# START OF Provided text

|
Boost Users : |
Subject: Re: [Boost-users] [Graph] Stable topological_sort? And topological_sort woes in general.
From: Dominique Devienne (ddevienne_at_[hidden])
Date: 2013-09-30 08:41:41
On Fri, Sep 27, 2013 at 9:54 PM, Jeremiah Willcock <jewillco_at_[hidden]>wrote:
> On Fri, 27 Sep 2013, Dominique Devienne wrote:
>
>> For my own education, why "singleton" vertices and duplicate edges
>> make topological_sort break?
>>
>
> What behavior do you get from them? What is broken in those two cases
If I comment out this code:
// Boost.Graph does not like duplicate edges, so remove them.
std::sort(edges.begin(), edges.end());
std::vector<IndexPair>::iterator new_edges_end =
std::unique(edges.begin(), edges.end());
edges.erase(new_edges_end, edges.end());
then I get
Running 46 test cases...
unknown location(0): fatal error in "test_get_schema_tables_dup_edges_bug":
C:\Program Files (x86)\Microsoft Visual Studio 10
.0\VC\include\vector(932) : Assertion failed: vector subscript out of range
..\..\..\..\..\..\..\src\tests\core\utils\Relational\main.cpp(2105): last
checkpoint
../../../../../../../src/lib/pdgm/core/utils/Relational.cpp(3243): fatal
error in "test_deterministic": Assertion failed (0 <
= vrtx_index && vrtx_index < count), in function class std::vector<class
pdgm::core::relational::Table,class std::allocator<c
lass pdgm::core::relational::Table> > __cdecl
pdgm::core::relational::PhysicalSchema::tables(bool) const
*** 2 failures detected in test suite "Master Test Suite"
*** failure detail:
(1) :
pdgm_core_utils_RelationalTests/test_get_schema_tables_dup_edges_bug
failed. C:\Program Files (x86)\Microsoft Visua
l Studio 10.0\VC\include\vector(932) : Assertion failed: vector subscript
out of range
(2) : pdgm_core_utils_RelationalTests/test_deterministic failed.
If I comment out the if (info.isGraphVertex()) test in the code below (and
do the code inside unconditionally):
// Boost.Graph does not like "holes" (missing vertex indices),
// so assign vertex indices only to tables participating in graph to
sort,
// and recording mapping back to TopoSortInfo given the vertex index.
std::vector<TopoSortInfo*> vrtxIndex2Info;
BOOST_REVERSE_FOREACH (TopoSortInfoMap::value_type& entry, infoMap) {
TopoSortInfo& info = entry.second;
if (info.isGraphVertex()) {
info.vertex_index_ = vrtxIndex2Info.size();
vrtxIndex2Info.push_back(&info);
}
}
const size_t vrtx_count = vrtxIndex2Info.size();
with
bool isGraphVertex() const { return indegree_ + outdegree_ > 0; }
I get plenty of failures (28). Many of them is simply the case where all
tables are standalone, so I end up with no edges... Since edges is the only
input to topo-sort, it cannot return those nodes I now realize. Which
forces me to preprocess the input to topo-sort.
I also had to
// ignore self-referential FKs, which do not influence
topo-sort,
// (and seem to confuse Boost-Graph too...)

# END OF Provided text
# START OF Records

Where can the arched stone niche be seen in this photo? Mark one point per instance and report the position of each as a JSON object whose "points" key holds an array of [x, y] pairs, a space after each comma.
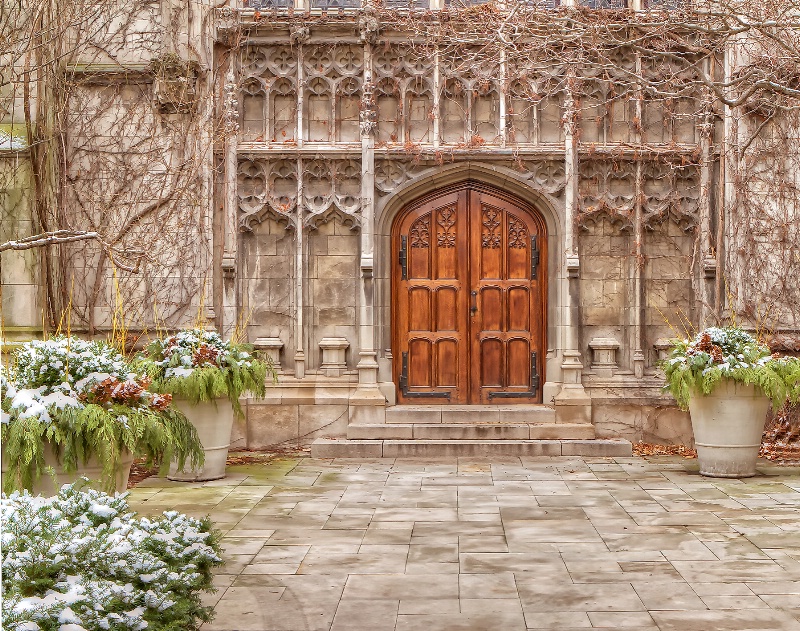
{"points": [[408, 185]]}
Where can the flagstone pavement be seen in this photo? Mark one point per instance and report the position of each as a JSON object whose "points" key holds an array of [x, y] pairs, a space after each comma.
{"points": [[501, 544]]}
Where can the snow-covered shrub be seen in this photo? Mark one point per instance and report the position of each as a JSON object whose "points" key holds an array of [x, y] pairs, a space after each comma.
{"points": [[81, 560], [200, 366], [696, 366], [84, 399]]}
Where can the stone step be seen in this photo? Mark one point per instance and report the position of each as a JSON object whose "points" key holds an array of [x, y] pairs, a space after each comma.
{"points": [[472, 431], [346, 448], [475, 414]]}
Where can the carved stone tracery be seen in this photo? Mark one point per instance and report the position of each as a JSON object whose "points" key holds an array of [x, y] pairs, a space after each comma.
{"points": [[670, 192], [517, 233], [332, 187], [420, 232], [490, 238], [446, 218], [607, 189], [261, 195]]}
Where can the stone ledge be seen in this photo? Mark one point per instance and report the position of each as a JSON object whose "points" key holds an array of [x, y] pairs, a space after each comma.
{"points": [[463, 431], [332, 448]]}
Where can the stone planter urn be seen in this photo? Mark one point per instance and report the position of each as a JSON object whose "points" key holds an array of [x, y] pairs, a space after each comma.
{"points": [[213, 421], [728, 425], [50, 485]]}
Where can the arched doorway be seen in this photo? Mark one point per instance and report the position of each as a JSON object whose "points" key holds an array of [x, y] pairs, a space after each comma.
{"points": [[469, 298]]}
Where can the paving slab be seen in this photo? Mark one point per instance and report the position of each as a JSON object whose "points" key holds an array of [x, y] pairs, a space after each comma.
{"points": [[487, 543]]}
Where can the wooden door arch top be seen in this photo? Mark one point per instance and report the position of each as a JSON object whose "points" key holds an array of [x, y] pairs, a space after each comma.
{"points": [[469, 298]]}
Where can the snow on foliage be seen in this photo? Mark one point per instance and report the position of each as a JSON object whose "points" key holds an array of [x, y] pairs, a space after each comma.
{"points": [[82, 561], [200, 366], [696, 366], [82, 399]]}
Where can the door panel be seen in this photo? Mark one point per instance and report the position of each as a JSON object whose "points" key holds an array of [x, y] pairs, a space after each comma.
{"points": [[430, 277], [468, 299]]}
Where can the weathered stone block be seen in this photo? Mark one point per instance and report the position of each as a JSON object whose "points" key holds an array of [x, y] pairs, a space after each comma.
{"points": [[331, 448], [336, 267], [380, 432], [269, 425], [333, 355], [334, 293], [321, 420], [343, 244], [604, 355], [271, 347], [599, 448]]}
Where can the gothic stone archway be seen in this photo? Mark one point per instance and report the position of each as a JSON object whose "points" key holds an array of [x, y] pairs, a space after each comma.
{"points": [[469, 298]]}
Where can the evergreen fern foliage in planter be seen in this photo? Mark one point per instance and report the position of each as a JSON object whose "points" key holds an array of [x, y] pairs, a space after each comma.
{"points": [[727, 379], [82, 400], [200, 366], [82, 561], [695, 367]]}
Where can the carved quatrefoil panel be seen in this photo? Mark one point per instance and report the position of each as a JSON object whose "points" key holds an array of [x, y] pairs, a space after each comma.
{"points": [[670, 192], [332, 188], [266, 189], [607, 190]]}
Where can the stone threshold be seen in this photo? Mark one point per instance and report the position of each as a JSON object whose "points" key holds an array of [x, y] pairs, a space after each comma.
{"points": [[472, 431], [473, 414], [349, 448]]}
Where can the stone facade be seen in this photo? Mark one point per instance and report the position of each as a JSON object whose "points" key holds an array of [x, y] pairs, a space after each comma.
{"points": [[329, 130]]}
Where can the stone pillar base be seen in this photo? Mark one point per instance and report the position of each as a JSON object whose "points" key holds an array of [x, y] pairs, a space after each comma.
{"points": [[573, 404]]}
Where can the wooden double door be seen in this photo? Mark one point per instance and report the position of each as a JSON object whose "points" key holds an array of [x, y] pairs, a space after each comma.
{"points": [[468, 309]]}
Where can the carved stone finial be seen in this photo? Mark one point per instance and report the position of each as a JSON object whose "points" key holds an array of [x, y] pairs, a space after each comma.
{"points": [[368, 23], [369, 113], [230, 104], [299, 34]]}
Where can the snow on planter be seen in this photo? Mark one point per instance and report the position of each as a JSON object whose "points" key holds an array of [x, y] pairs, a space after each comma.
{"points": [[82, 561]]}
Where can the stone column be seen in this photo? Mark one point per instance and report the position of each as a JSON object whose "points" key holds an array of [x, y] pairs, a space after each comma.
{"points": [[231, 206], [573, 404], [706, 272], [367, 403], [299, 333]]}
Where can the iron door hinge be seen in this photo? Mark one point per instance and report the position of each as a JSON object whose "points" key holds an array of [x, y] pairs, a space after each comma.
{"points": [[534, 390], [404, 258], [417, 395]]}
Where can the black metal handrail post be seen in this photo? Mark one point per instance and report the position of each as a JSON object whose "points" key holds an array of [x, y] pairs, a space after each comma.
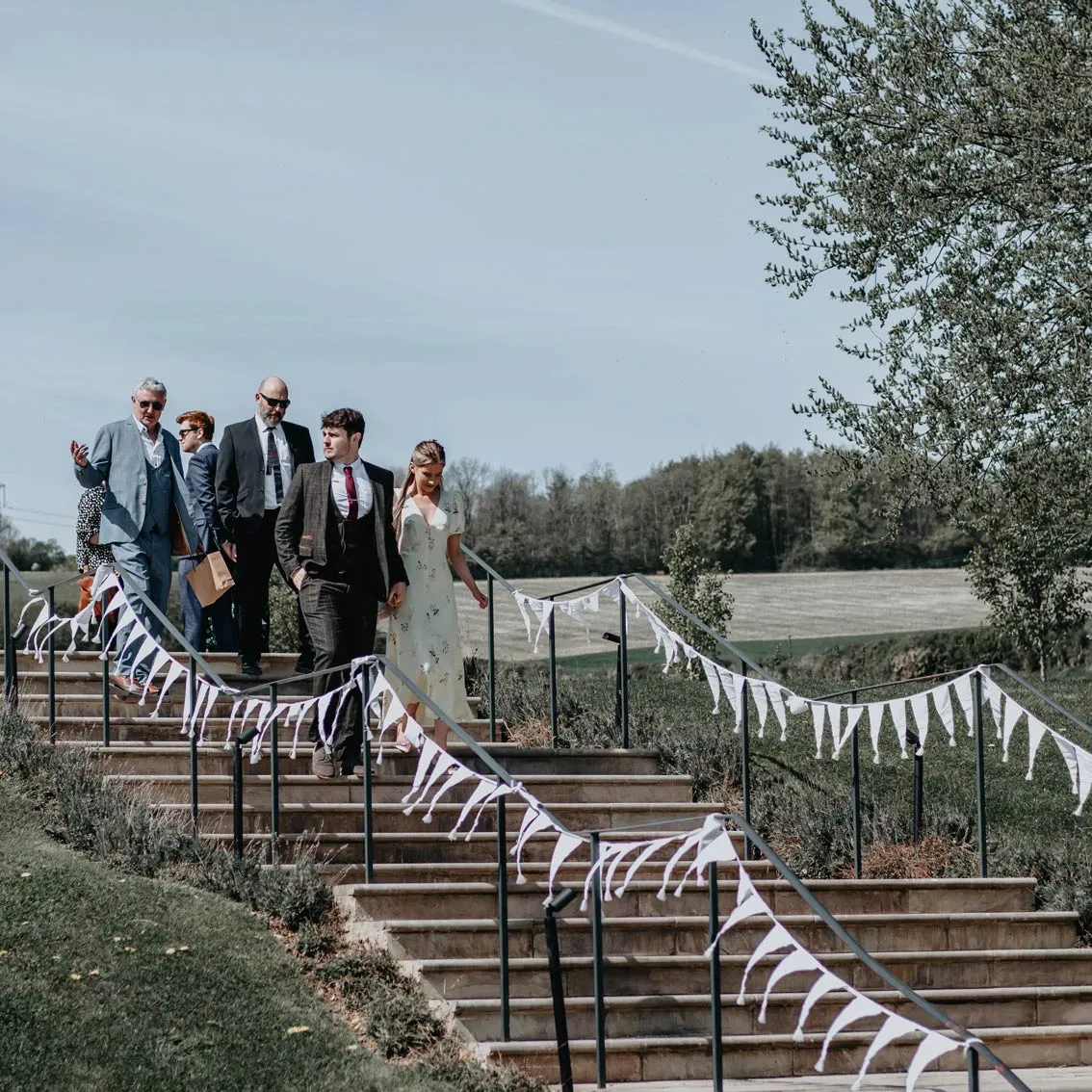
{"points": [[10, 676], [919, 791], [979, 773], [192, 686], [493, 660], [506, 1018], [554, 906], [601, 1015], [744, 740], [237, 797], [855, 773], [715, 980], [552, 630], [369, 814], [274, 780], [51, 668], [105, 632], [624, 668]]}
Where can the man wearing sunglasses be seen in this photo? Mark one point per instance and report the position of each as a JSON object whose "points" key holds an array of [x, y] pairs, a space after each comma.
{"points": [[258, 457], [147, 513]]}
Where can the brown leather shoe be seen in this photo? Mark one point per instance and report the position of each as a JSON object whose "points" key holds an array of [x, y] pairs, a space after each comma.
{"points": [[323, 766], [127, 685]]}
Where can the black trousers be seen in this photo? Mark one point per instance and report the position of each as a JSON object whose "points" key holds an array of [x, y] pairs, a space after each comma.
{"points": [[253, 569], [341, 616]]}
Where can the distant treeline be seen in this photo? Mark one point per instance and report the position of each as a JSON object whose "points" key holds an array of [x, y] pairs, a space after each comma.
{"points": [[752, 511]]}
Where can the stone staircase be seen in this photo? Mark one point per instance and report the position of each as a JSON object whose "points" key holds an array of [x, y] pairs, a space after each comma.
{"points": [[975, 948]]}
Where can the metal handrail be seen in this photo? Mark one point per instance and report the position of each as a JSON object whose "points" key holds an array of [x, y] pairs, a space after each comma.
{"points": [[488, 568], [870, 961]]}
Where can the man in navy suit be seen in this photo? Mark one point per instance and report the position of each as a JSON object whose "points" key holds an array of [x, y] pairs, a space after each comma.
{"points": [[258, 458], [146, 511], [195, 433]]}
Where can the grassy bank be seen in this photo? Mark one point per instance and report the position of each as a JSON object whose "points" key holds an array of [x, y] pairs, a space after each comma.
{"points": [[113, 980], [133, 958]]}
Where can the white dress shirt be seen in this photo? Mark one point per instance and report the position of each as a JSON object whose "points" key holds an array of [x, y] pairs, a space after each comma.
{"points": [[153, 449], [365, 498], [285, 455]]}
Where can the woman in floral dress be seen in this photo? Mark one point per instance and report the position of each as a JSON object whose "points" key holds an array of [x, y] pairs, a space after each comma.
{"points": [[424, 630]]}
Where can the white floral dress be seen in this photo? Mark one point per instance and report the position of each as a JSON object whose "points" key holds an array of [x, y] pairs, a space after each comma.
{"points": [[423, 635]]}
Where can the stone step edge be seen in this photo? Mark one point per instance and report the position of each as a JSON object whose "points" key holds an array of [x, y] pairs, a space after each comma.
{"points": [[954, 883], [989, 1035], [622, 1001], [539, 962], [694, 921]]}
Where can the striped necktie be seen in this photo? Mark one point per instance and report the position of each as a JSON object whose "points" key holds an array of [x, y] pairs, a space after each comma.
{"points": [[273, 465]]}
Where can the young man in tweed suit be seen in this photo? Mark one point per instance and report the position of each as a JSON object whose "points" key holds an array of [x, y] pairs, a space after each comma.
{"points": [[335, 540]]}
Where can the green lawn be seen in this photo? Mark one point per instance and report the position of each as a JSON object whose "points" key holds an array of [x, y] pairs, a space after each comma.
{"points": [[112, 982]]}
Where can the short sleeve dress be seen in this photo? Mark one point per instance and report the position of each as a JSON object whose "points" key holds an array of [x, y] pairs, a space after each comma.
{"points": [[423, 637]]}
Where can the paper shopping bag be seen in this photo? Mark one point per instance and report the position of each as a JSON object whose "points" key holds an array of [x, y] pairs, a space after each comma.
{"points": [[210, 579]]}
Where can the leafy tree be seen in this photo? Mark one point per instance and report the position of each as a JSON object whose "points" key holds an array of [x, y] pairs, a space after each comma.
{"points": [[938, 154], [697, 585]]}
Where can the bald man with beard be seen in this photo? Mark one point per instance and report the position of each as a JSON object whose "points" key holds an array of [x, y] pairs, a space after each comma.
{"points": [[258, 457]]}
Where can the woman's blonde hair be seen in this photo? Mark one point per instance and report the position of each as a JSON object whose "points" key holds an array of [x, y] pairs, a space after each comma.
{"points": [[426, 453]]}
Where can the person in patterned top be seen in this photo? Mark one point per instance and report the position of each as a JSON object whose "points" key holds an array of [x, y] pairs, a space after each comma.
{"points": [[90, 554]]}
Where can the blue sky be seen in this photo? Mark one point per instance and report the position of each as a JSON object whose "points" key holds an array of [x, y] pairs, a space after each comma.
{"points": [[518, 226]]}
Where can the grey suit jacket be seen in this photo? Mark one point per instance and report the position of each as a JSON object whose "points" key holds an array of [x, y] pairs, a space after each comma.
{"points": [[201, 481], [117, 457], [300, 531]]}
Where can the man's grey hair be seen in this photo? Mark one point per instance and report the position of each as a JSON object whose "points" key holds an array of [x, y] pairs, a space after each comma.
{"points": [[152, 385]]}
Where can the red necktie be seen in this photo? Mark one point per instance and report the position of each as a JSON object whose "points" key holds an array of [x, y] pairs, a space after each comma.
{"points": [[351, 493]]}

# END OF Records

Problems to solve.
1. In the mailing-list message, list each thing that the code comments say Boost.Graph has trouble with.
2. Say whether each statement agrees with the mailing-list message, and give the deciding words for each: (a) the test run covered 46 test cases; (b) commenting out the isGraphVertex test produced exactly two failures; (c) isGraphVertex returns true when the sum of indegree and outdegree is greater than zero.

Expected responses.
1.
- Duplicate edges ("Boost.Graph does not like duplicate edges")
- "Holes," meaning missing vertex indices ("Boost.Graph does not like "holes" (missing vertex indices)")
- Self-referential FKs ("seem to confuse Boost-Graph too")

2.
(a) Yes: "Running 46 test cases..."
(b) No: "I get plenty of failures (28)."
(c) Yes: "return indegree_ + outdegree_ > 0;"